Problem statement
Please keep the images out and set down the data exactly as given.

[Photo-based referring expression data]
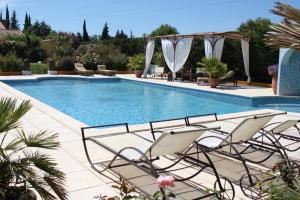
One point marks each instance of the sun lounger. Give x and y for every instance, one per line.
x=158, y=72
x=230, y=157
x=134, y=158
x=103, y=71
x=79, y=68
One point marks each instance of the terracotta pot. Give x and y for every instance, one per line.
x=274, y=83
x=138, y=73
x=213, y=82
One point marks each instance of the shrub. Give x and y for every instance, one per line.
x=10, y=63
x=117, y=62
x=91, y=60
x=137, y=61
x=38, y=68
x=214, y=67
x=65, y=64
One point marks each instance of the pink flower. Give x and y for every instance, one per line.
x=165, y=181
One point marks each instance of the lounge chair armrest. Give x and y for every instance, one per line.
x=103, y=126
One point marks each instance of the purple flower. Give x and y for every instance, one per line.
x=273, y=69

Result below
One point marks each instance of the sun lounger. Give x and y for every instance, one per line.
x=158, y=72
x=230, y=157
x=134, y=158
x=103, y=71
x=79, y=68
One point marks each instance of the terracotta pot. Give x and y for every instance, one per line.
x=274, y=83
x=138, y=73
x=213, y=82
One point marks each instance of the shrub. Give x and y for every instance, one per line.
x=10, y=63
x=117, y=62
x=91, y=60
x=137, y=61
x=38, y=68
x=214, y=67
x=65, y=64
One point marks each instance of the pink flower. Give x and y for every instance, one per line.
x=165, y=181
One point marks each instance of the lounge chair armrest. Give x and y for every instance, one per line.
x=103, y=126
One point marks each instance of the purple flower. Give x and y for every instance, one per line.
x=273, y=69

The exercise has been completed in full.